Pointing dataset excerpts

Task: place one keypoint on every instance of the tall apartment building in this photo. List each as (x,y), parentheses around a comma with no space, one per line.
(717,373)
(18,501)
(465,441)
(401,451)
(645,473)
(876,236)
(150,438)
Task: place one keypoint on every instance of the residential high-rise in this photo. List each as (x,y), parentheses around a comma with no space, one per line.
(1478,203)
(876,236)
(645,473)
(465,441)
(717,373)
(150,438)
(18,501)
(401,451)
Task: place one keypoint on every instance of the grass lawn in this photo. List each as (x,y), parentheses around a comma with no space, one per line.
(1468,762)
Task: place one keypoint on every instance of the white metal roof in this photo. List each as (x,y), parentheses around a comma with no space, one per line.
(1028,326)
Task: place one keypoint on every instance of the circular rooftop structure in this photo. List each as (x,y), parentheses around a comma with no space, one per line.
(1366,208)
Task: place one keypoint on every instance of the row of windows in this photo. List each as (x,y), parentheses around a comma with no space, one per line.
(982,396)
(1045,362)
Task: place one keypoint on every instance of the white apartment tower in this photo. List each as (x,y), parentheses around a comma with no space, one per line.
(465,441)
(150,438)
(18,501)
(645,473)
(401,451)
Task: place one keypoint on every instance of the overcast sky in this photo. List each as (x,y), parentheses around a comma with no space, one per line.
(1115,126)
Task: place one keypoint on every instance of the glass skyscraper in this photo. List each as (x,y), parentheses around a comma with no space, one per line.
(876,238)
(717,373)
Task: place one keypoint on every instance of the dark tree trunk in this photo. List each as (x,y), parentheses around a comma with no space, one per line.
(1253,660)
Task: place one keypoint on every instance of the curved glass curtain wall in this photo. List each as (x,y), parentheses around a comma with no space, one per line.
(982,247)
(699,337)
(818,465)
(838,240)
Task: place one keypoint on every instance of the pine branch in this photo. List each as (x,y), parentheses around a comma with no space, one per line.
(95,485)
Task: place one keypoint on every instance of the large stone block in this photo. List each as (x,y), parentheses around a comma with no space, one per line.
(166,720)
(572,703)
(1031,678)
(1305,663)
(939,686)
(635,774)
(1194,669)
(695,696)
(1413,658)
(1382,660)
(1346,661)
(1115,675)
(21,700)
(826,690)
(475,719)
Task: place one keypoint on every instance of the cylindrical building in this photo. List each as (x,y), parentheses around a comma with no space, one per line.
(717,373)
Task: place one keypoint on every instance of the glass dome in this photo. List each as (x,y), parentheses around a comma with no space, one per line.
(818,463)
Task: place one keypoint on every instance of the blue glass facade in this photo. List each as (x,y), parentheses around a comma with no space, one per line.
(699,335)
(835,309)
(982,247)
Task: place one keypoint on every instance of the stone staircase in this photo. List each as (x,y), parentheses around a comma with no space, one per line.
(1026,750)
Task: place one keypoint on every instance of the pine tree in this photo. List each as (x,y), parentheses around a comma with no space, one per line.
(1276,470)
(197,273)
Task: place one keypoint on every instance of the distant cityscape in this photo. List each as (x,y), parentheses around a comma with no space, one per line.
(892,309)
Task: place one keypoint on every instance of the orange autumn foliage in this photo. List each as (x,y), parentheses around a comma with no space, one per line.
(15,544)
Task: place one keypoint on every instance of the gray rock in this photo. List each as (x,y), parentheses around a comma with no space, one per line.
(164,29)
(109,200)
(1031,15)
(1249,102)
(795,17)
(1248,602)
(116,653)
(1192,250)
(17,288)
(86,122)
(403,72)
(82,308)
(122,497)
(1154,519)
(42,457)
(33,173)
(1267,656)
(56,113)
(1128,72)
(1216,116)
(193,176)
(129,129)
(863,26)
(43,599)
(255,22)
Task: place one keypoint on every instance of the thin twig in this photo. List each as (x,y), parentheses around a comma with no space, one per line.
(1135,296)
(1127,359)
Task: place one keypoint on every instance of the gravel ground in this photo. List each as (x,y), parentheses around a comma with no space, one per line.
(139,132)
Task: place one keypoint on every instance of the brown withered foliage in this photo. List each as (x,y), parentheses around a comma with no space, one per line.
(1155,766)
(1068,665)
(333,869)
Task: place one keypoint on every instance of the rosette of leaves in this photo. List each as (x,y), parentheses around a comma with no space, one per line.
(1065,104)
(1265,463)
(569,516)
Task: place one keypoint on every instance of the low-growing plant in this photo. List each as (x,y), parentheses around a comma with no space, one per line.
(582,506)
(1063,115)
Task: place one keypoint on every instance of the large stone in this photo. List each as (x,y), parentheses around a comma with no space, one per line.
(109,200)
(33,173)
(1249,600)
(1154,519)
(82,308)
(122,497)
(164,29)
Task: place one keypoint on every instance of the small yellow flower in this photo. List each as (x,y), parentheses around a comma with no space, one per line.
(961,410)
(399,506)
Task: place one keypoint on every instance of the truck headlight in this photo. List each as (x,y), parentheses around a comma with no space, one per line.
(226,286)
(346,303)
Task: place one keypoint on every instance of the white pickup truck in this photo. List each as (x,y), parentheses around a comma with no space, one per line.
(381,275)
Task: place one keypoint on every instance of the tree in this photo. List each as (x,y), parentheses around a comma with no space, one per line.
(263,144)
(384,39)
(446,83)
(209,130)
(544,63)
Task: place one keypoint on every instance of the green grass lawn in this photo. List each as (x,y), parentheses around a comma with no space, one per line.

INSTRUCTION: Quote each line of the data above exactly as written.

EXERCISE RESPONSE:
Task: place one keypoint on every instance of the tall apartment building in this photo. List each as (x,y), parentheses around a comma with no space, one per line.
(717,373)
(18,501)
(465,441)
(401,451)
(645,473)
(876,236)
(150,438)
Task: place one keypoint on every instance of the residential high-rise in this photo. List each as (x,y), parentheses around a comma with no space, one per line.
(1478,203)
(876,236)
(645,473)
(465,441)
(717,373)
(150,438)
(18,501)
(401,451)
Task: place one keypoint on every instance of the grass lawn in this photo. List each as (x,y), parentheses around a comma with no space, one per line.
(1468,762)
Task: place one keypoint on every instance of the white metal roof in this photo. List each as (x,y), parentheses around a comma with no space, one per line.
(1028,326)
Task: place one keypoint on every instance of the circular rooftop structure in this photo. List each as (x,y), parentheses around a comma with no space, one per line.
(1366,208)
Task: place one keypoint on every instance of the row of windows in this photo. List each as (x,y), parentheses around a comma with no space, one per line.
(982,396)
(1045,362)
Task: place one keypoint on every instance of the white apartment tower in this photo. List each as (x,y), parentheses around a comma with no space, one per line.
(465,441)
(150,438)
(18,501)
(645,473)
(401,451)
Task: place one keypoint on every instance of the overcast sky in this photo. List each as (x,y), parentheses around a comma with no space, one per line.
(1115,126)
Task: place one keypoint on every instance of the glass skyscraper in this photo. List each as (x,y), parentheses around a comma with no space, one per line.
(876,238)
(717,373)
Task: place one keypoint on every instance of the dark tree trunk in this photo. List each as (x,y), parentheses around a comma with no space, one per line.
(1253,660)
Task: place one keypoint on every instance of the curved glass curtain wall in this photo. List each as (x,y), parentheses around a comma with no space, one per line.
(982,247)
(699,337)
(818,465)
(838,240)
Task: place one keypoint on every instance of the pine branch in this photo. List each as (x,y), parentheses around a comma with no space, one per line.
(95,485)
Task: place one keypoint on every instance of the large stone block in this photo. List each as (x,y), parentheses around a comma with no space, one per line.
(166,720)
(572,703)
(1031,678)
(1305,663)
(939,686)
(635,774)
(1194,669)
(695,696)
(1413,658)
(1382,660)
(1346,661)
(1115,675)
(21,700)
(826,690)
(475,719)
Task: place one keypoint on every instance of the cylindrical building in this photo. List each as (x,y), parentheses around a comma with no space, one per line.
(717,373)
Task: place one keypoint on every instance of the glass dome in this photo. List each as (x,y), parentheses around a comma with no space, one per line.
(818,463)
Task: place one keypoint on every instance of the blue glass facade in this photo. List each as (x,y), parentheses around a comma with no space, one per line.
(699,335)
(835,309)
(982,247)
Task: place one keypoint on every instance of the stone staircase in this photo. List each as (x,y), parentheses around a comma with no space, one per line.
(1026,750)
Task: place one keypoint on every instance of the pine tree in this photo. List each as (x,y), parentheses around a comma with no space, one per line.
(1276,470)
(197,273)
Task: place one keypoint on every instance of the distant cityscape in this photo. List each as (x,y), parentheses around a comma with no space, one per line.
(892,309)
Task: place one keypoint on every instance of the orange autumn foliage in this photo. List each as (x,y), parentheses around a comma with no space, one per line.
(15,544)
Task: place one keypoint on every instance of the gray rock in this photo. List each as (x,y), parentheses around a comma with no space, one per line.
(164,29)
(109,200)
(1031,15)
(1249,102)
(795,17)
(1248,602)
(116,653)
(1192,250)
(17,288)
(86,122)
(403,72)
(82,308)
(122,497)
(1154,519)
(42,457)
(33,173)
(1267,656)
(56,113)
(1128,72)
(1216,116)
(193,176)
(129,129)
(863,26)
(43,599)
(255,22)
Task: place one keypoint on every instance of the thin twig in this photo. List each as (x,y), parentheses around a comma with no space, one per line.
(1135,296)
(1127,359)
Task: place one keypoint on every instance of the gravel ground in this photo. List each as (x,y), parentheses around a comma with no space, one per line.
(139,132)
Task: place one keypoint on every instance of the brown withered foliage in this photo. List each as (x,y), parentheses around a comma with no space, one per line.
(1155,766)
(1068,665)
(333,869)
Task: place one keypoint on every instance of the rosette of leaves in this photo. List each as (x,y), parentheses around a comma with no space, one per line.
(1065,104)
(1265,463)
(569,516)
Task: place one keypoint on every instance of the low-growing plant in this photo. List each as (x,y), parentheses around a comma with no space, one per line.
(582,506)
(1063,115)
Task: place one keypoint on every instance of the large stone in this photo. List each as (x,y), parentheses around a comma with no space, one per line.
(109,200)
(33,173)
(1249,600)
(1154,519)
(82,308)
(122,497)
(164,29)
Task: place one keypoint on every instance of the small yellow flower in this photo. List each as (x,y), parentheses around a comma with no space, one per line.
(961,410)
(399,506)
Task: place one keypoint on every instance of the truck headlight in this photo. List each as (x,y), parentheses around a comma with no space, one per line.
(226,286)
(346,303)
Task: place one keypoint on every instance of the white pickup truck in this photo. List each as (x,y), parentheses around a comma with no space, one per line.
(381,275)
Task: place one keypoint on every instance of the tree in this photo. List each as (x,y), parentheses around a comma with no space, one per line.
(263,144)
(384,39)
(446,83)
(209,130)
(544,63)
Task: place one keypoint on every instance of the green grass lawn in this photo. List each as (x,y), parentheses around a comma with no space, one per line.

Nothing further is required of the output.